-- begin --

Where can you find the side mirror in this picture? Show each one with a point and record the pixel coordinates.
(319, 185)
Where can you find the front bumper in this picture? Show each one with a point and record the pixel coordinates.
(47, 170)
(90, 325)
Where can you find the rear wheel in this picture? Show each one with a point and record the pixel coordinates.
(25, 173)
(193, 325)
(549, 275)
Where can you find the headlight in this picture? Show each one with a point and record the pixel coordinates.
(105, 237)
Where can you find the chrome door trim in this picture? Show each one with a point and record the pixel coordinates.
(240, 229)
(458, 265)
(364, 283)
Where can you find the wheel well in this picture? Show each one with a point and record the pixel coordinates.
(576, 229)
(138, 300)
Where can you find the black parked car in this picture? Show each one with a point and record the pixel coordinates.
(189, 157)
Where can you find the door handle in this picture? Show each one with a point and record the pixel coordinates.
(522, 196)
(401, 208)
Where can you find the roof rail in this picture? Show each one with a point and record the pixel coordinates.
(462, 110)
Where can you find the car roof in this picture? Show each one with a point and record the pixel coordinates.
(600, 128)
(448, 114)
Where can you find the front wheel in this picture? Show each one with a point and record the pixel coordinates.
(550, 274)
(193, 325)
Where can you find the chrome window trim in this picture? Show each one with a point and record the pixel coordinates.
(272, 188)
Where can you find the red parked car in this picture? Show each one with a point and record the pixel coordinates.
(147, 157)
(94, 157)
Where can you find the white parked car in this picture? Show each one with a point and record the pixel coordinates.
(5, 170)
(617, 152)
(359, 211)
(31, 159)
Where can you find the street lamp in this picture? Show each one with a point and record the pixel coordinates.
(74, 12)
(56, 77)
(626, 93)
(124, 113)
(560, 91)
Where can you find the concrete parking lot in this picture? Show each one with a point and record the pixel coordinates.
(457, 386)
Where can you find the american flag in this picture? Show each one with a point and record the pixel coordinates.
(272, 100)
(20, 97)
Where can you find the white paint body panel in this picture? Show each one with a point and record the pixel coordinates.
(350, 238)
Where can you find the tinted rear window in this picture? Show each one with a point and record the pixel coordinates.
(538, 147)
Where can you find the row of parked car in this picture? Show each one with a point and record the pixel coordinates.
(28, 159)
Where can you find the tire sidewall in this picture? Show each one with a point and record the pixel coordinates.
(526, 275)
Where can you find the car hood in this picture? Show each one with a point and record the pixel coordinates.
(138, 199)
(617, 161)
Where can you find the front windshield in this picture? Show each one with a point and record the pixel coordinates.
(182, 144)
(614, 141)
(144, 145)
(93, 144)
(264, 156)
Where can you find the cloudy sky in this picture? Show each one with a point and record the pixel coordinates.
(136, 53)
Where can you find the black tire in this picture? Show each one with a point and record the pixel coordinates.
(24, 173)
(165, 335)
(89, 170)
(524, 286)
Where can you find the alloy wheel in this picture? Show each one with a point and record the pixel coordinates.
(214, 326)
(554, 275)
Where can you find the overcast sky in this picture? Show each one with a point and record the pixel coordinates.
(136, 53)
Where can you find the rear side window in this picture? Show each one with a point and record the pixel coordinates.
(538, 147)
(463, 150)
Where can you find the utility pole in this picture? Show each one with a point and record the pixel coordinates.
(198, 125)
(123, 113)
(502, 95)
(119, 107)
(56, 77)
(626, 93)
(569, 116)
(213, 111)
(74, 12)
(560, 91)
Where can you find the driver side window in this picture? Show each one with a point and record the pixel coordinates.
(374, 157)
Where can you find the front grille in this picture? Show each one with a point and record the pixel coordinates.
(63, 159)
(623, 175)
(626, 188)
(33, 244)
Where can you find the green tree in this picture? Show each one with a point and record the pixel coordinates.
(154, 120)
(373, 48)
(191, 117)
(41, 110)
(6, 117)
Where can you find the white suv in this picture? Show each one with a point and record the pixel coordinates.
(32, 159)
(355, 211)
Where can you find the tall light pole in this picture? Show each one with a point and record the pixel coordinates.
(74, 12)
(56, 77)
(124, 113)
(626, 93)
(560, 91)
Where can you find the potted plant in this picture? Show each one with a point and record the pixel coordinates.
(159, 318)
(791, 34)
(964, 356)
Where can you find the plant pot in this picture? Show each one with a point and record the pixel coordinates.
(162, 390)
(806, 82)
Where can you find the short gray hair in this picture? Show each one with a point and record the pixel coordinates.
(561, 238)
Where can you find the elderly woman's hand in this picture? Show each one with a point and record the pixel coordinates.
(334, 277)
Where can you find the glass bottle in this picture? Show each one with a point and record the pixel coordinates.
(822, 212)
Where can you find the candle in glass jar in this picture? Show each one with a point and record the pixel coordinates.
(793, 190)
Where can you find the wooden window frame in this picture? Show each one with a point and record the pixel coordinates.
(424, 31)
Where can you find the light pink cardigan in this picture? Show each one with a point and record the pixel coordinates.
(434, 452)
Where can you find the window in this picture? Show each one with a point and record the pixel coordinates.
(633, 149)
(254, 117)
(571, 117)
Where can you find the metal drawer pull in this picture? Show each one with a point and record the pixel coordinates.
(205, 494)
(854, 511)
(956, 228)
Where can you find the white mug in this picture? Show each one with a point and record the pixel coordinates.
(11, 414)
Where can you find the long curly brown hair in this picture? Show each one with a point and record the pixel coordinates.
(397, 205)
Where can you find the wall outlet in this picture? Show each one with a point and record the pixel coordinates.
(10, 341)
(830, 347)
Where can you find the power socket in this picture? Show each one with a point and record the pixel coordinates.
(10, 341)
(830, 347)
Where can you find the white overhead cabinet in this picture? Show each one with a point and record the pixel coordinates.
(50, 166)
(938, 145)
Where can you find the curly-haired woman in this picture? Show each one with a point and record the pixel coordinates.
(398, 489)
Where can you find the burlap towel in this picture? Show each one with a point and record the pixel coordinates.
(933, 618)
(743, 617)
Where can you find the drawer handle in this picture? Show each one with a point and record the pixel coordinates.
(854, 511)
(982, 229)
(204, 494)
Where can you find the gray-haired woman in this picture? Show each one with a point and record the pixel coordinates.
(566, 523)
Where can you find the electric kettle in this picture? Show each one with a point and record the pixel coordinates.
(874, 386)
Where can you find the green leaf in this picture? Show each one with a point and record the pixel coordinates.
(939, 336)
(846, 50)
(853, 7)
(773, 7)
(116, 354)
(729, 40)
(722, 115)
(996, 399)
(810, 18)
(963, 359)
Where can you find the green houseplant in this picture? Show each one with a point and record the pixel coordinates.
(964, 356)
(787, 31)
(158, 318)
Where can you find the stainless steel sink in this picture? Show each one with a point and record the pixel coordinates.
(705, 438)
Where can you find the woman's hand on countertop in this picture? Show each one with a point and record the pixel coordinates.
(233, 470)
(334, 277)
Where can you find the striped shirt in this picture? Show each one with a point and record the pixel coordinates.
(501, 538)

-- end --

**Directive**
Faithfully reproduce all of the records, character for character.

**Expected output**
Where can you find the side mirror in this picture? Show each one with a point and record the pixel coordinates.
(319, 185)
Where can you find the front bumper in this picture? Show each one with a point and record the pixel coordinates.
(47, 170)
(90, 325)
Where can you find the rear wheel in this picture? Show each one with a point and record the pixel coordinates.
(25, 173)
(193, 325)
(549, 275)
Where can you find the headlight in this picture? Show each one with a point and record the pixel coordinates.
(105, 237)
Where can you find the chrome door trim in this picture? Show each one with a point and record the pixel coordinates.
(240, 229)
(458, 265)
(364, 283)
Where can you find the wheel well in this picture? Show each one with a point and record the pixel coordinates.
(576, 229)
(138, 300)
Where can you find the black parked car in this picture? Show each one with a point and record the pixel coordinates.
(189, 157)
Where can you find the door handle in this picture? Show each one with a point and record the pixel coordinates.
(522, 196)
(401, 208)
Where can you find the roof rail in this picture? Show each one with a point and record the pixel coordinates.
(462, 110)
Where can you find the car roof in this picture? Show each one with a point and record the pixel coordinates.
(600, 128)
(448, 114)
Where can you find the front wheel in this picture? Show each one with a point and record the pixel coordinates.
(550, 274)
(193, 325)
Where can you find the chrome window trim in this picture? Show each one with a point and record the pixel coordinates.
(272, 188)
Where can you find the red parked car in this picture? Show each one with a point and record the pixel coordinates.
(147, 157)
(94, 157)
Where can you find the white parked car in this picture? Show each one with a point and record the pixel coordinates.
(5, 170)
(617, 152)
(359, 211)
(31, 159)
Where can you find the street lamp in this picture? Show each one with a point and record the pixel coordinates.
(74, 12)
(56, 77)
(626, 93)
(124, 113)
(560, 91)
Where can you find the concrete parking lot in this picture? Show each one with a point and record the pixel coordinates.
(457, 386)
Where can you find the american flag in this picture? Show each one with a point and record the pixel coordinates.
(272, 100)
(20, 97)
Where can you find the white paint body panel in this picture? Show each one with a point and record the pixel coordinates.
(350, 238)
Where can you find the tinted rear window in this picture? Show each one with a point and record the pixel coordinates.
(538, 147)
Where can you find the row of parked car in this picture? Show each one with a point and record the pixel coordinates.
(28, 159)
Where can you find the tire sidewall in this picture? Show each one with a point and record the pixel coordinates.
(526, 275)
Where can you find the car hood in this picture? Show each one with a point and record the pixel coordinates.
(138, 199)
(617, 161)
Where can you find the front windshield in this picture? Show each one with a point and record the pixel coordinates.
(182, 144)
(614, 141)
(144, 145)
(93, 144)
(264, 156)
Where can you find the cloudy sky in this picture? Show each one with a point and record the pixel coordinates.
(136, 53)
Where can you find the black tire in this picture? Show each one with a point and record the pixel coordinates.
(24, 173)
(165, 335)
(89, 170)
(524, 286)
Where can you find the alloy wheel in this picture? Show each one with a point and record the pixel coordinates.
(214, 326)
(554, 275)
Where can you find the overcast sky in this picture? Show each one with a point and record the pixel coordinates.
(136, 53)
Where can you find the rear side window in this picture? Show each one with a point and record the pixel coordinates.
(538, 147)
(463, 150)
Where can you find the utility pole in this picture? Show each one with a point and record the pixel coordinates.
(198, 125)
(123, 113)
(502, 95)
(119, 107)
(56, 77)
(626, 93)
(569, 116)
(213, 111)
(74, 12)
(560, 91)
Where can you find the driver side window in this picture? Show each one with a point and record the pixel coordinates.
(374, 157)
Where can you find the front grille in this picture? Show each one with a point and record the pixel coordinates.
(63, 159)
(623, 175)
(626, 188)
(33, 244)
Where can you find the green tree in this picture? Show each one with a point and record the pixel coordinates.
(154, 120)
(373, 48)
(191, 117)
(41, 110)
(6, 117)
Where can you find the white suv in this picture? Show each one with a point and record the pixel coordinates.
(32, 159)
(355, 211)
Where can you find the tall light pole in this picture? Show each one with a point and record the pixel coordinates.
(74, 12)
(56, 77)
(124, 113)
(626, 93)
(560, 91)
Where can you find the potted plant in this picture? Show each one with a point and record the pixel coordinates.
(159, 318)
(791, 34)
(964, 356)
Where can you find the plant pot in this picture? Show each one with a point and record the pixel coordinates.
(162, 390)
(806, 82)
Where can you find the short gray hair in this picture? Show each one with a point and record the pixel coordinates.
(561, 238)
Where can you find the elderly woman's hand in this picture? Show each one with a point and record the pixel coordinates.
(334, 277)
Where can you find the glass bottle in this picture? Show each one with a point and record the pixel coordinates.
(822, 212)
Where can you find the candle in glass jar in this picture? Show each one with a point and record the pixel coordinates.
(793, 190)
Where can you find the wooden window frame in this picture? Show each one with a point and record the pixel coordinates.
(424, 31)
Where can you find the light pink cardigan in this picture? Show each one with a point and record the pixel coordinates.
(434, 452)
Where can you find the window in this picture? Show each one with a point and record the pixel coordinates.
(633, 149)
(254, 117)
(571, 117)
Where can you find the metal drawer pull in this picture? Show each one with a point and record the pixel coordinates.
(205, 494)
(854, 511)
(956, 228)
Where can you find the white mug in this picture? Show each one with a point and record the pixel coordinates.
(11, 414)
Where can you find the long curly brown hair in this picture? Show each one with a point and record the pixel coordinates.
(397, 205)
Where can you find the wall outlet in this picture? Show each one with a point and record the pixel coordinates.
(10, 341)
(830, 347)
Where can you find the power socket in this picture? Show each one with a point and record the pixel coordinates.
(10, 341)
(830, 347)
Where can you find the white overhead cabinet in this picture? Show each one with a point and record the pixel coordinates.
(50, 166)
(938, 145)
Where can you find the curly-haired woman in this picture? Show each one with a point and record the pixel coordinates.
(398, 489)
Where can you find the burlap towel in this picture? Show each one with a point and record the pixel coordinates.
(933, 618)
(743, 617)
Where can you find the drawer handle in this picture? Show each one with a point and record the pixel coordinates.
(854, 511)
(982, 229)
(204, 494)
Where can you find the gray-haired woman in this picture? Show each one with a point and record the pixel coordinates.
(566, 523)
Where can you find the electric kettle in this picture? Show each one with a point and record the pixel coordinates.
(874, 386)
Where can you find the green leaf in this picture? Show each one with a point and record the pixel coordinates.
(939, 336)
(846, 50)
(853, 7)
(773, 7)
(116, 354)
(729, 40)
(722, 115)
(996, 399)
(810, 18)
(963, 359)
Where can you find the green houseplant in this picture? Show each one with a point and record the pixel coordinates.
(964, 356)
(787, 31)
(158, 318)
Where can you find the stainless steel sink in this picture? Show each one with a point and record the pixel coordinates.
(705, 438)
Where can you find the woman's hand on countertop in this picture? Show each one with a point and record the pixel coordinates.
(233, 470)
(334, 277)
Where can you find the striped shirt in this picture? Show each one with a point and record the pixel coordinates.
(501, 538)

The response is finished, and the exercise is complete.